Source passage: Begin

Liver Cancer - Developing DNA-PK as a predictive biomarker and clinical target

Background
Primary liver cancer deaths are rising dramatically in Northern England, secondary to obesity, diabetes and alcohol related liver diseases. Patients typically present at an advanced stage. Until recently, there haven't been many treatments and those patients fit enough, with tumours confined to their liver, have received trans-arterial chemotherapy (TACE). In 30-50% this works well (median survival 24 months), but if it doesn't, patients are rarely strong enough afterwards to consider any of the exciting immuno-oncology (IO) or other palliative treatments emerging - which can deliver dramatic benefits. We desperately need biomarkers to inform personalised treatment choices, either alone or in combination with TACE or other medical-/radio-therapies.

Summary of project
Outcomes in patients with liver cancer, being treated with TACE or emerging treatments will be assessed. The patient samples will be used in tissues and liquid biomarker studies or pre-clinical models. A central focus will be on DNA-PK - a key enzyme that repairs DNA damage. Work by the primary supervisor team indicate that its amplification is associated with resistance to TACE/radiotherapy, as it repairs treatment induced damage. DNA-PK also has suspected roles in the anti-cancer immune response. DNA-PK inhibition (DNA-PKi) in conjunction with other treatments has tantalising therapeutic potential. An assay to detect its amplification in blood/serum will aid treatment stratification.

Source passage: End
Data for analysis: Begin

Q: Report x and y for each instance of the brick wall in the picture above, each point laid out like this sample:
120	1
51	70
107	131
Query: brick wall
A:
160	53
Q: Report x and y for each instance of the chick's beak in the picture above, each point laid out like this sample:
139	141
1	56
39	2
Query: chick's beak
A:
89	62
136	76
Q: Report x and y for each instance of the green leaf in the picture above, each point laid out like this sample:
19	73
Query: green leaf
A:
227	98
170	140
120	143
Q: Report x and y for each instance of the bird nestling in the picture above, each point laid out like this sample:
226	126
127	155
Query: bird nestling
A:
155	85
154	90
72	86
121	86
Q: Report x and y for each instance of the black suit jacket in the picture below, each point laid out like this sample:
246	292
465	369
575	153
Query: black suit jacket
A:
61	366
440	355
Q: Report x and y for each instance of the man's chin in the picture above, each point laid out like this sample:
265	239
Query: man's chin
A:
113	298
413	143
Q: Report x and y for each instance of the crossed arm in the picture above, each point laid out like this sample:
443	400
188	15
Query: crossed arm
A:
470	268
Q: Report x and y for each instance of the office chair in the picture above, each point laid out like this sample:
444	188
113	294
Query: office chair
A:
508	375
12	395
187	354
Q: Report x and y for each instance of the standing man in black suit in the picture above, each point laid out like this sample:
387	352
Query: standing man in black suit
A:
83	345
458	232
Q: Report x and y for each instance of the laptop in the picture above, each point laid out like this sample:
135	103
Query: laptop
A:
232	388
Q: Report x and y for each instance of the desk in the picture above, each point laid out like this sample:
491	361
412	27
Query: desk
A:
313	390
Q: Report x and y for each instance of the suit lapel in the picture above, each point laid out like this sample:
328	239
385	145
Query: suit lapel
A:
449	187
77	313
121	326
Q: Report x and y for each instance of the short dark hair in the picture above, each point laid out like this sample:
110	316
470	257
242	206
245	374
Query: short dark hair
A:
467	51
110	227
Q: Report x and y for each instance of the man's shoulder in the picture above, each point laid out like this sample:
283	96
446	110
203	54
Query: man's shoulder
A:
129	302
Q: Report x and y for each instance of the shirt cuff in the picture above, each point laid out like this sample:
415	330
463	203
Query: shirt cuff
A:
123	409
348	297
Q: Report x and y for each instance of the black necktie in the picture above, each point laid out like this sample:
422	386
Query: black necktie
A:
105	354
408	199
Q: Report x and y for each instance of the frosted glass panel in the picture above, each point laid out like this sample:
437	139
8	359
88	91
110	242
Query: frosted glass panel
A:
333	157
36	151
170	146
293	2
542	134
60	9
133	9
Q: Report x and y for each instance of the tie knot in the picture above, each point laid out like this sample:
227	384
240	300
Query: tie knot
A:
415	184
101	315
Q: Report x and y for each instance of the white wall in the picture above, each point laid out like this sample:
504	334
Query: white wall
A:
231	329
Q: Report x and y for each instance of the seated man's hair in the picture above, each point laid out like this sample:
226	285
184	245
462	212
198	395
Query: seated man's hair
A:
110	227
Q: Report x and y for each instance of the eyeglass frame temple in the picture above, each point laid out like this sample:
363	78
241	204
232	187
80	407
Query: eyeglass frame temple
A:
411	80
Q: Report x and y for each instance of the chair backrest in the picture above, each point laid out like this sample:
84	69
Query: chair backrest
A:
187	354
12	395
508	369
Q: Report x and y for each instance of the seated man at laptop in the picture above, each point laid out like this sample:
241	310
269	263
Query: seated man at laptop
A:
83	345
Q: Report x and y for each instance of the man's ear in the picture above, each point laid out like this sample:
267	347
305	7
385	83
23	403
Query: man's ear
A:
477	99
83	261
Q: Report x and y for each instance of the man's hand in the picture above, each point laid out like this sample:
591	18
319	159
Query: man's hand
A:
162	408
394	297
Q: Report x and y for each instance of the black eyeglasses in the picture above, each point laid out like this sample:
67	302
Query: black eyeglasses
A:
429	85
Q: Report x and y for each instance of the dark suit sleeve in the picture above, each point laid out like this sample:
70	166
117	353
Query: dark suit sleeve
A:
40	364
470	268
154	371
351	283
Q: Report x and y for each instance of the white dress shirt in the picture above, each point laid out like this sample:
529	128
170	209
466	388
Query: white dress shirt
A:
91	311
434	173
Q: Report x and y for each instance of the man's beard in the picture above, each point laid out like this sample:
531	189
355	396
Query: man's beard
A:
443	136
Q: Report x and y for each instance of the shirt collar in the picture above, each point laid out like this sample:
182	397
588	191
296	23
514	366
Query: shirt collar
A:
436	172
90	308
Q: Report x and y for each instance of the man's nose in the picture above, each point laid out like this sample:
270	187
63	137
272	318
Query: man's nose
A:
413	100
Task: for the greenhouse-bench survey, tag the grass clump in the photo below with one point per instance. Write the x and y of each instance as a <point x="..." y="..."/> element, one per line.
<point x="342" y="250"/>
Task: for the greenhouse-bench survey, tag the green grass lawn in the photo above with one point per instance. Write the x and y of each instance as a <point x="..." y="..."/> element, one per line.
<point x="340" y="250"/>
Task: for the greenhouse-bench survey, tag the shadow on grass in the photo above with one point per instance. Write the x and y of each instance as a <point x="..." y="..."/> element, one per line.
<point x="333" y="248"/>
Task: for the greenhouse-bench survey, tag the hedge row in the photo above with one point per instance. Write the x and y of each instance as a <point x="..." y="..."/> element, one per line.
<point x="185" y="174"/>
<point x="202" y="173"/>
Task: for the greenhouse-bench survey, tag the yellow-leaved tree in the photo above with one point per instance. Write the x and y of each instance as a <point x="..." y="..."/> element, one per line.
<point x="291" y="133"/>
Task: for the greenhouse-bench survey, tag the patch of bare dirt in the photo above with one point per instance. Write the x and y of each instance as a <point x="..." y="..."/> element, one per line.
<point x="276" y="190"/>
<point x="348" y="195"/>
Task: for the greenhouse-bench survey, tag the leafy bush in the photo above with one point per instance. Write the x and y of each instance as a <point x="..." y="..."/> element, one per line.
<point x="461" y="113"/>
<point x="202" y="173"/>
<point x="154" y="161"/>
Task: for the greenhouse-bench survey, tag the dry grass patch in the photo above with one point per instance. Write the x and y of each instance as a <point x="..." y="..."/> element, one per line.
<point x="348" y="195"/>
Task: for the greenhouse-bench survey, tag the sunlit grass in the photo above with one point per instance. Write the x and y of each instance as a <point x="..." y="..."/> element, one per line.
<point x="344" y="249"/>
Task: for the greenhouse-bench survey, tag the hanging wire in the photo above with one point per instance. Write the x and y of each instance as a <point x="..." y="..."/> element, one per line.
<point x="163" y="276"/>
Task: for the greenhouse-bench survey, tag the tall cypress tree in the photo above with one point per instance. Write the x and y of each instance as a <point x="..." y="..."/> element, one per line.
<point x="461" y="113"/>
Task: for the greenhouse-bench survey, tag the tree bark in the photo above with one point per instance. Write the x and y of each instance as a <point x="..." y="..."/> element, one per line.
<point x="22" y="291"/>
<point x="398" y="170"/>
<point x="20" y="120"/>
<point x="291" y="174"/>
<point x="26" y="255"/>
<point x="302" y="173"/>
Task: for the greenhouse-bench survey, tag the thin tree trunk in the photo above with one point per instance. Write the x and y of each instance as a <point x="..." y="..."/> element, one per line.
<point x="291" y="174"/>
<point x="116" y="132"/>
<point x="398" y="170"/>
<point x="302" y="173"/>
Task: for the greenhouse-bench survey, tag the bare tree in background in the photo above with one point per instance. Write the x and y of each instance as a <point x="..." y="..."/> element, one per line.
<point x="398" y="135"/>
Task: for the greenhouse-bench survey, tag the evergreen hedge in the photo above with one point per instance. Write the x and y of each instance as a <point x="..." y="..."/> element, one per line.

Data for analysis: End

## Brief 1
List the conditions that the liver cancer project description blames for the rise in primary liver cancer deaths in Northern England.
## Brief 2
Carry on the liver cancer project description from its last sentence.
The material has no part in this work.

## Task response 1
Obesity, diabetes, alcohol related liver diseases

## Task response 2
The supervisory team includes Professor Steve Wedge (Drug Discovery), Dr David Jamieson (Pharmacodynamic Biomarkers expertise) and Dr Ruchi Shukla (Molecular Cell Biology Expert) in Newcastle. Professor Daniel Palmer from the Clatterbridge Cancer Centre in Liverpool will be an additional supervisor, providing patient diversity and medical oncology expertise. Astra Zeneca are an iCASE partnership, with an interest in assessing the impact of small molecular inhibitors of the DNA damage repair pathways.

Proposed outline of project

1. Validate DNA-PK/pDNA-PK as tissue biomarkers (Year1; Immunohistochemistry; Digital Image Analysis)
2. Explore copy number variation (CNV) in plasma (Year1; array technology, focused on DNA-PK).
3. Explore (1) and (2) with tumour stage, response to treatment, survival (Year2).
4. Assess the impact of DNA-PKi in combination with cytoxic/IO/radiotherapies, in-vitro and in-vivo (Year 2-3; liver slices/organoids/printed tumour cells/immune cells).
5. Develop predictive biomarkers (tissues/plasma) for clinical validation (Year3 - integration with clinical data/other datasets eg. Immune scores, hyperion mass-spec, RNA scope).